Exercise aim: The entries below are to be repeated exactly, with the pictures left out.
--- START ---
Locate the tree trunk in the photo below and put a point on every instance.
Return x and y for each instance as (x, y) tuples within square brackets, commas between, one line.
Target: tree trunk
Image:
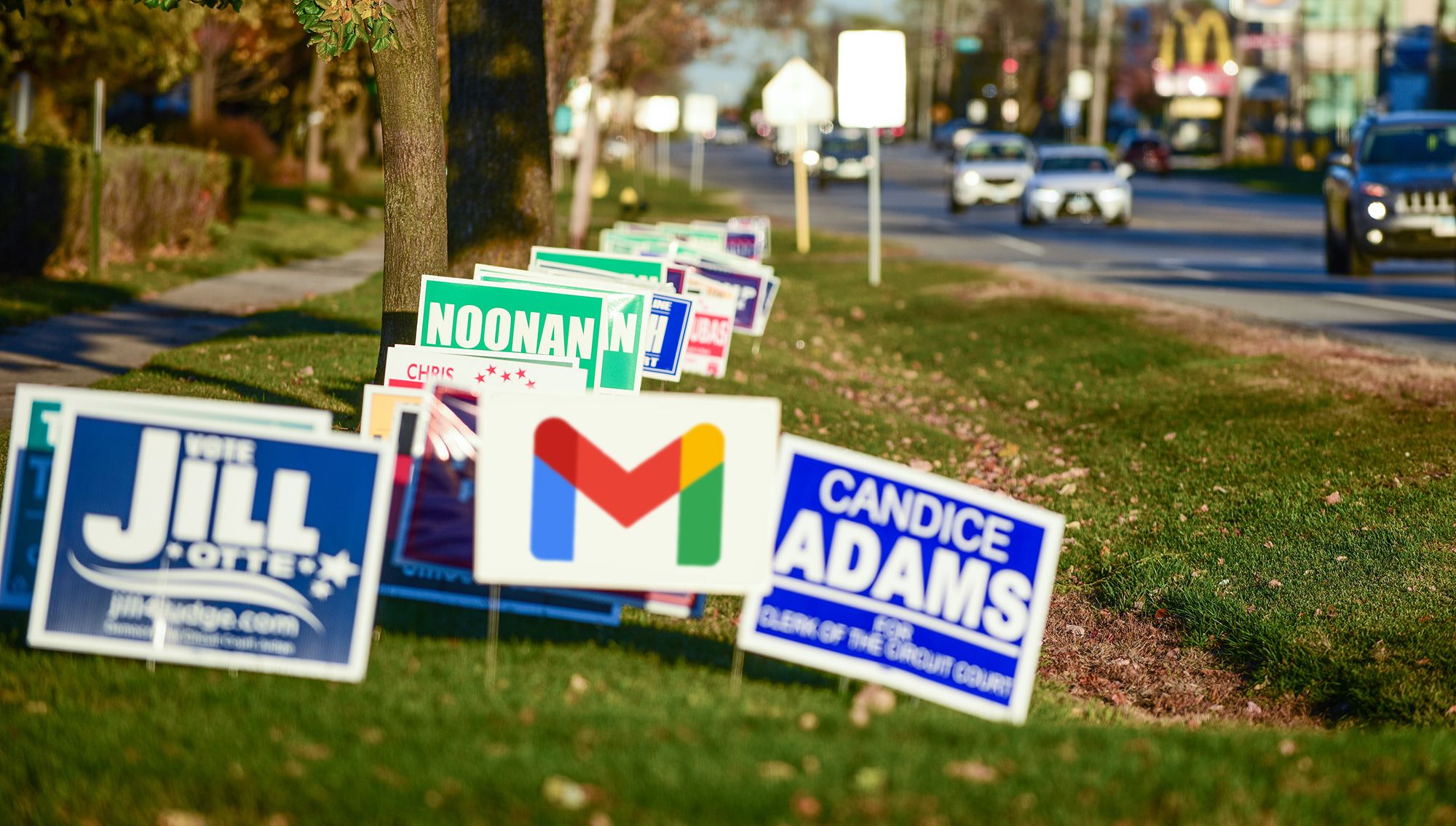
[(414, 170), (314, 141), (500, 137), (1101, 63), (349, 141), (213, 39), (592, 134), (203, 93)]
--- END ---
Answer to this problem:
Locate the tree trunk in the photo below and put a point on every instance.
Return x and y for each instance as (x, y) tuples within square brackets, commas between, one line.
Target: tree trunk
Image:
[(414, 170), (314, 141), (500, 137), (1101, 63), (349, 141), (213, 39), (592, 134), (203, 93)]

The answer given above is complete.